** Opening TEXT SHOWN block **
MRR #112: Do you think too many bands are doing the same kinds of things that was done ten years ago?

Steve Albini: Absolutely. But a lot of the younger bands weren't around when punk started. You can't fault somebody for being young. So I cut them a lot of slack. Though I think every age or whatever has distinctive qualities, and I think those are available for anybody to exploit.

But by the same token, whenever you use things that make your music current and distinctive with your time period, that insures that that music will be obsolete in ten years. So I think that a band should avoid the current cliches. Like in the '80s there was this amazing trend towards dance music and the associated technology like synthesizers and samplers. And that continues now, which disgusts me. Because in ten years you are just going to laugh. It's as boring as hearing droning sitar solos and LSD references now. It will be just as out of date. You should try to make things timeless.
** Closing TEXT SHOWN block **
** Opening INFORMATION block **
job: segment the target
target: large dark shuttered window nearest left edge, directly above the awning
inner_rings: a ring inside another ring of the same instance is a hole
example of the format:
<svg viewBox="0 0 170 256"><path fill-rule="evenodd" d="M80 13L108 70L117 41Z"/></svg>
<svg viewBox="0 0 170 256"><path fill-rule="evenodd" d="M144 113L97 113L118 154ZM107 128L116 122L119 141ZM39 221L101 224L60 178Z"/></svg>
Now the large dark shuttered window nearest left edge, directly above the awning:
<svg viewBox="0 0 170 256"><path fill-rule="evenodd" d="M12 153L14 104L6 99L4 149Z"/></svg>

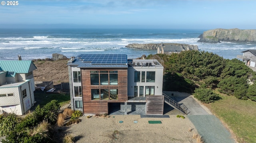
** Closing INFORMATION block **
# TASK LIST:
1 > Answer these questions from the Steve Albini interview.
(a) What does Albini say he does with younger bands?
(b) What trend from the '80s does Albini describe?
(c) What does Albini say that trend is as boring as hearing now?
2 > Pick up the Steve Albini interview after its last sentence and continue it in the same voice.

# ANSWERS TO THE EXERCISES:
1 >
(a) He cuts them a lot of slack, since many weren't around when punk started and you can't fault somebody for being young.
(b) A trend toward dance music and the associated technology, like synthesizers and samplers.
(c) Droning sitar solos and LSD references.

2 >
People don't recognize that when they are mimicking something. It isn't improving anything. Like for example, I went to see Buffalo Tom, and all I could think of was just how much better Hüsker Dü was ten years ago doing the same thing. I feel the same way now about a lot of the punk bands out there right now. Although I do think there is still room for expansion within punk. You hear a band that sounds sort of like The Descendents or All or whatever. There has got to be more room than that.

MRR #112: Do you like Sonic Youth?

Steve Albini: Yeah, but they don't explore half as much as they used to. When they started out they had so few things that you could pin down as part of their style. And now you hear a song and immediately know that it's Sonic Youth because they now have a style.

MRR #112: Is that the worst thing that can happen to a band?

Steve Albini: It's up there. The worst thing that can happen to a band is that they suck.

MRR #112: Don't you think Big Black had its own style?

Steve Albini: Near the end we were developing a definite type of sound, and that's why I'm really glad we broke up.

MRR #112: Some would say that Rapeman sounded like Big Black.

Steve Albini: I don't think Rapeman sounded like Big Black at all. I've heard that too and I think those people are crazy on dope.

MRR #112: Whatever happened to Rapeman?

Steve Albini: We broke up, for all the reasons bands do. Someone couldn't get along with someone else. That's it.

MRR #112: Were you glad Rapeman broke up?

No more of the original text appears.